**GOAL OF THE EXERCISE**
Exactly as written, output each record given below.
------
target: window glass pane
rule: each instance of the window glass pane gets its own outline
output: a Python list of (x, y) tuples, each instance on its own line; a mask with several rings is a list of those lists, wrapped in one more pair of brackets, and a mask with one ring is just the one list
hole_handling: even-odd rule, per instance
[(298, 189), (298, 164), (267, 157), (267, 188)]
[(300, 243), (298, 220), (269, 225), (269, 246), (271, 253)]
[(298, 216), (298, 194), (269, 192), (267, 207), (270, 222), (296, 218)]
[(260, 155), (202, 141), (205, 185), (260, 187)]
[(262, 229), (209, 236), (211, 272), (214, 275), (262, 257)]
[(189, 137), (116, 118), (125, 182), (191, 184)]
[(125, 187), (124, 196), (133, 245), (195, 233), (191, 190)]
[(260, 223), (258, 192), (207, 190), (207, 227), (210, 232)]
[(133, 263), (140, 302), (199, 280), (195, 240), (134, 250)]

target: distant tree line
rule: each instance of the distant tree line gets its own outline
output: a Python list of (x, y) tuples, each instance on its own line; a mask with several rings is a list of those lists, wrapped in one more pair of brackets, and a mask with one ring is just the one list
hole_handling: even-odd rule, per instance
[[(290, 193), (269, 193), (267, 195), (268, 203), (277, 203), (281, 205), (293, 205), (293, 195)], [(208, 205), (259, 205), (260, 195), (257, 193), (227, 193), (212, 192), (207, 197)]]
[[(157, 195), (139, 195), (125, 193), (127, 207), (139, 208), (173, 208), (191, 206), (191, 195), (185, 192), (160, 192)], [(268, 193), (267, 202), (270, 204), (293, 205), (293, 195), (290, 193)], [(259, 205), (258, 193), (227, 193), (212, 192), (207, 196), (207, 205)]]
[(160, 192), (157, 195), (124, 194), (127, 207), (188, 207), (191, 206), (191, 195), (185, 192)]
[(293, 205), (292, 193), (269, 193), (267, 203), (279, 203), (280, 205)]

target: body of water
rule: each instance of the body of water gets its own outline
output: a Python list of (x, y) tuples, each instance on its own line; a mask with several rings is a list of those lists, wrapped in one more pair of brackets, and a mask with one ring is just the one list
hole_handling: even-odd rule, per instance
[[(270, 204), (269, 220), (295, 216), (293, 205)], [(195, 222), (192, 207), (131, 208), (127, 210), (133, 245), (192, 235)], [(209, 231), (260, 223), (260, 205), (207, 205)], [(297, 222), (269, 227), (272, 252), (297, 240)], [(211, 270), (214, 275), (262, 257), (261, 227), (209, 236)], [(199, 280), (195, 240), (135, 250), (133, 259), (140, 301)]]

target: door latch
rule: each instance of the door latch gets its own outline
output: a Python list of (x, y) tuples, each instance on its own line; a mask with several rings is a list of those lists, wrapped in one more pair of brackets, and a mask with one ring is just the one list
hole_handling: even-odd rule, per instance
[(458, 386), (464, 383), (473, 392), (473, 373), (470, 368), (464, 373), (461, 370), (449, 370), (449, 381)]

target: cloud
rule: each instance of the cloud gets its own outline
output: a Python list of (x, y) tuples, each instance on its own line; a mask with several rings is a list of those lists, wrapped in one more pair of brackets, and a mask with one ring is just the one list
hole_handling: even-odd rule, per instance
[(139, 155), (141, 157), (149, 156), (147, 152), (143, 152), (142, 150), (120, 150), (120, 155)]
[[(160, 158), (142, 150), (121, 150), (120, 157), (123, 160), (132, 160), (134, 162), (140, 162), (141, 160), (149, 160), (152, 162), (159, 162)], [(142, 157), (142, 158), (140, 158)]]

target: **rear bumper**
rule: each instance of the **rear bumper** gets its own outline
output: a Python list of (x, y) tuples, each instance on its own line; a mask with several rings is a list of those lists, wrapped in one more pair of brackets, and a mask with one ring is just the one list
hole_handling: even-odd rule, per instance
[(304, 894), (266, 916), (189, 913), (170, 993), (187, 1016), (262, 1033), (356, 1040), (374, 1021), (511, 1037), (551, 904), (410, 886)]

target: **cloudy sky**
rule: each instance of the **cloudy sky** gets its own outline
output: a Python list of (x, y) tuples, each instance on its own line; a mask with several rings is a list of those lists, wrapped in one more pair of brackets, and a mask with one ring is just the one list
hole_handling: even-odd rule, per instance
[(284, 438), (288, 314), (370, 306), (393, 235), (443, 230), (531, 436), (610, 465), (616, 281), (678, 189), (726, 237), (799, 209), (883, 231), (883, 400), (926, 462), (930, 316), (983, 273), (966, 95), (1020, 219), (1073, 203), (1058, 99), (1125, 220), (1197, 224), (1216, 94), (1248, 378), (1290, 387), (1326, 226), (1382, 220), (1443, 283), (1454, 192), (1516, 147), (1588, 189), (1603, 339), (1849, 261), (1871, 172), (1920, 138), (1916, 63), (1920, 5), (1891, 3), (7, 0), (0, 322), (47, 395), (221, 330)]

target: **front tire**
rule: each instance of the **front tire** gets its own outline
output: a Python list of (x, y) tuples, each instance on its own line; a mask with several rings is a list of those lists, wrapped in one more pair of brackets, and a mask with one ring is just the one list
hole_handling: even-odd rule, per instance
------
**FINISHED EXERCISE**
target: window glass pane
rule: each instance of the window glass pane gets its own outline
output: a Python list of (x, y) tuples, each instance on its own line; a mask with several rings is a list of those lists, wrapped in one more pair of brackets, and a mask with one ring is just the one list
hole_handling: even-odd rule, per instance
[(298, 189), (298, 164), (267, 157), (267, 188)]
[(300, 243), (298, 220), (269, 225), (269, 246), (271, 253)]
[(298, 216), (298, 194), (269, 192), (267, 207), (270, 222), (296, 218)]
[(260, 155), (202, 141), (205, 185), (260, 187)]
[(262, 229), (209, 236), (211, 272), (214, 275), (262, 257)]
[(189, 137), (116, 118), (125, 182), (191, 184)]
[(125, 187), (124, 196), (133, 245), (195, 233), (191, 190)]
[(260, 223), (258, 192), (207, 190), (207, 227), (210, 232)]
[(133, 263), (140, 302), (199, 280), (195, 240), (134, 250)]

target: distant tree line
rule: each instance of the distant tree line gets its own outline
output: a Python list of (x, y) tuples, each instance on its own line; a mask with several rings is a list of those lists, wrapped in one more pair of brackets, and a mask with one ring is just the one list
hole_handling: even-odd rule, per instance
[[(290, 193), (269, 193), (267, 195), (268, 203), (277, 203), (281, 205), (293, 205), (293, 195)], [(208, 205), (259, 205), (260, 195), (257, 193), (227, 193), (212, 192), (207, 197)]]
[[(157, 195), (139, 195), (125, 193), (127, 207), (139, 208), (173, 208), (191, 206), (191, 195), (185, 192), (160, 192)], [(268, 193), (267, 202), (270, 204), (293, 205), (293, 195), (290, 193)], [(259, 205), (258, 193), (227, 193), (212, 192), (207, 196), (207, 205)]]
[(160, 192), (157, 195), (124, 194), (127, 207), (188, 207), (191, 206), (191, 195), (185, 192)]
[(293, 205), (292, 193), (269, 193), (267, 203), (279, 203), (280, 205)]

target: body of water
rule: each instance of the body of water gets its own outline
output: a Python list of (x, y) tuples, each instance on its own line; a mask with several rings is a list of those lists, wrapped in one more pair of brackets, and a mask with one ring is just the one list
hole_handling: even-odd rule, per instance
[[(270, 204), (269, 220), (295, 216), (293, 205)], [(195, 222), (192, 207), (131, 208), (127, 210), (133, 245), (192, 235)], [(209, 231), (260, 223), (260, 205), (207, 205)], [(297, 222), (269, 227), (272, 252), (297, 240)], [(211, 270), (214, 275), (262, 257), (261, 227), (209, 236)], [(199, 280), (195, 240), (135, 250), (133, 259), (140, 301)]]

target: door latch
rule: each instance of the door latch gets its own outline
output: a Python list of (x, y) tuples, each instance on its own line; a mask with several rings is a list of those lists, wrapped in one more pair of brackets, and a mask with one ring is just the one list
hole_handling: even-odd rule, per instance
[(458, 386), (464, 383), (473, 392), (473, 373), (470, 368), (464, 373), (461, 370), (449, 370), (449, 381)]

target: cloud
rule: each instance of the cloud gets its own outline
output: a Python list of (x, y) tuples, each instance on its own line; a mask with several rings is a list of those lists, wrapped in one more pair of brackets, and a mask with one ring is just the one list
hole_handling: even-odd rule, per instance
[(139, 155), (141, 157), (149, 156), (147, 152), (143, 152), (142, 150), (120, 150), (120, 155)]
[[(160, 158), (142, 150), (121, 150), (120, 157), (123, 160), (132, 160), (134, 162), (140, 162), (141, 160), (149, 160), (152, 162), (159, 162)], [(142, 157), (142, 158), (140, 158)]]

target: **rear bumper**
rule: each instance of the **rear bumper** gets its own outline
output: a Python list of (x, y) tuples, each instance on its own line; a mask with several rings is a list of those lists, wrapped in one more pair of brackets, and a mask with one ring is just the one list
hole_handling: even-odd rule, per instance
[(304, 894), (266, 916), (189, 913), (170, 993), (187, 1016), (262, 1033), (356, 1040), (374, 1021), (511, 1037), (551, 904), (410, 886)]

target: **cloudy sky**
rule: each instance of the **cloudy sky** gets its own outline
output: a Python list of (x, y) tuples, each instance on its own line; a mask with several rings is a list of those lists, wrapped in one more pair of brackets, and a mask with one ring is just the one list
hole_handling: even-odd rule, per instance
[(284, 438), (288, 314), (370, 306), (393, 235), (443, 230), (531, 436), (610, 465), (616, 281), (678, 189), (726, 237), (799, 209), (883, 231), (883, 400), (926, 462), (930, 316), (983, 273), (966, 95), (1020, 219), (1073, 203), (1058, 99), (1125, 220), (1197, 224), (1216, 94), (1248, 378), (1290, 387), (1326, 226), (1382, 220), (1443, 283), (1454, 192), (1516, 147), (1588, 189), (1603, 339), (1849, 261), (1871, 172), (1920, 138), (1916, 63), (1920, 5), (1891, 3), (7, 0), (0, 322), (47, 395), (221, 330)]

target: **front tire**
rule: each instance of the **front tire** gets its own outline
output: a Python list of (x, y) tuples, each instance on its own line; a mask with several rings is a list of those lists, wrapped in one more pair of brackets, and a mask with one ring is just the one list
hole_handling: even-odd rule, per instance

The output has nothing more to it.